> _Dataset records_
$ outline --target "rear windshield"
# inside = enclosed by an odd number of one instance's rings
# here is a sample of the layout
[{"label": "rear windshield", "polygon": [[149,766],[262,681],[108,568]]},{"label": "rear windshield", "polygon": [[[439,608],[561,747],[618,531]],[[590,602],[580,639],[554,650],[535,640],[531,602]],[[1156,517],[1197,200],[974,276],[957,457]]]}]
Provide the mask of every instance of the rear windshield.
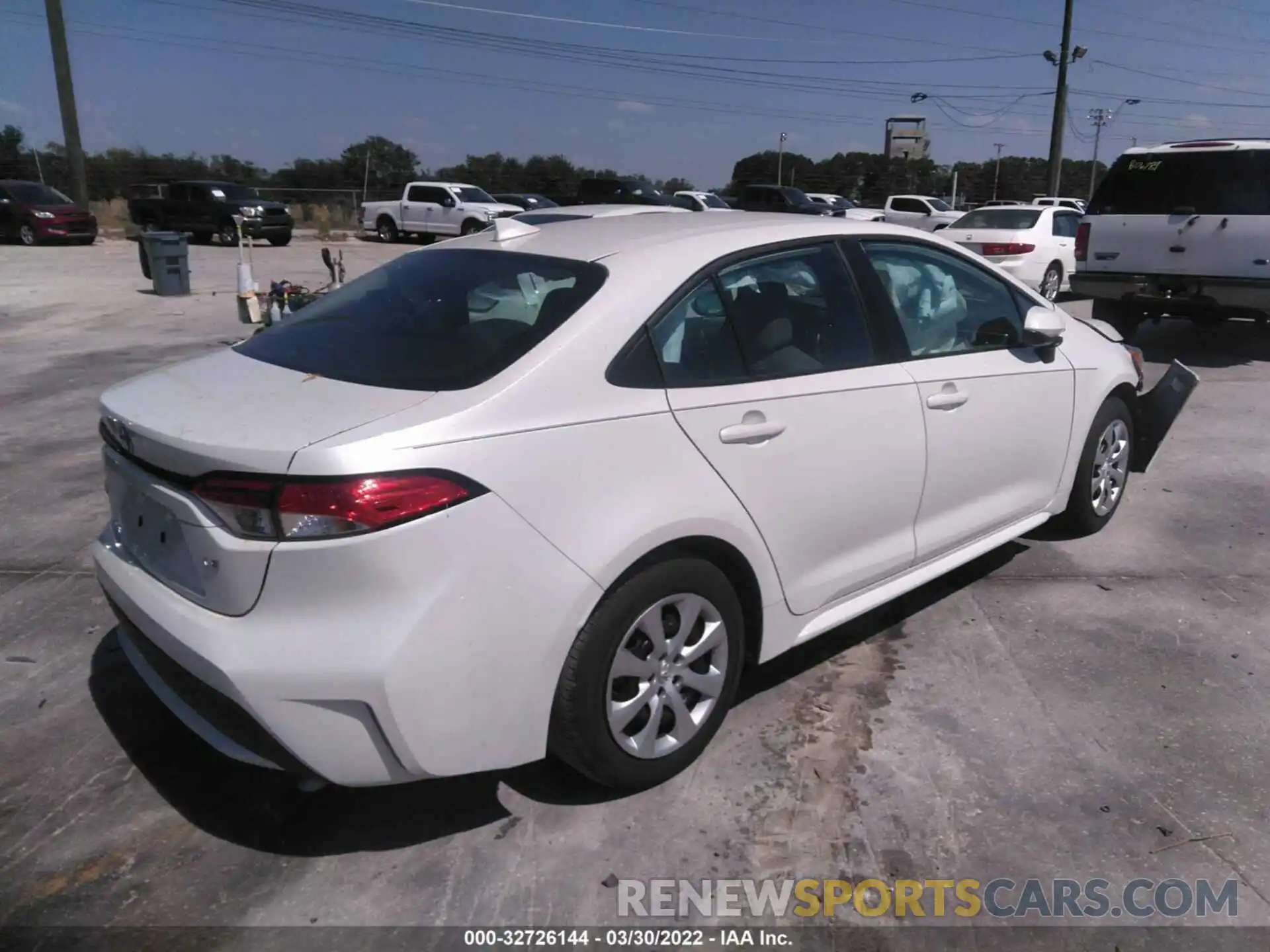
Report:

> _Your task_
Rewrite every entry with "rear windshield" changed to "back window" and nothing else altered. Omit the pictures from your answer.

> _Answer to this task_
$ outline --target "back window"
# inside = enclosed by an odd number of one instance's rings
# here is a sample of the layout
[{"label": "back window", "polygon": [[149,766],[262,681],[108,568]]},{"label": "back window", "polygon": [[[439,608],[561,747],[618,531]],[[590,602],[580,639],[554,650],[535,640],[531,602]],[[1156,517],[1197,200],[974,276],[957,457]]]}]
Provide the mask of every instance of the back window.
Report:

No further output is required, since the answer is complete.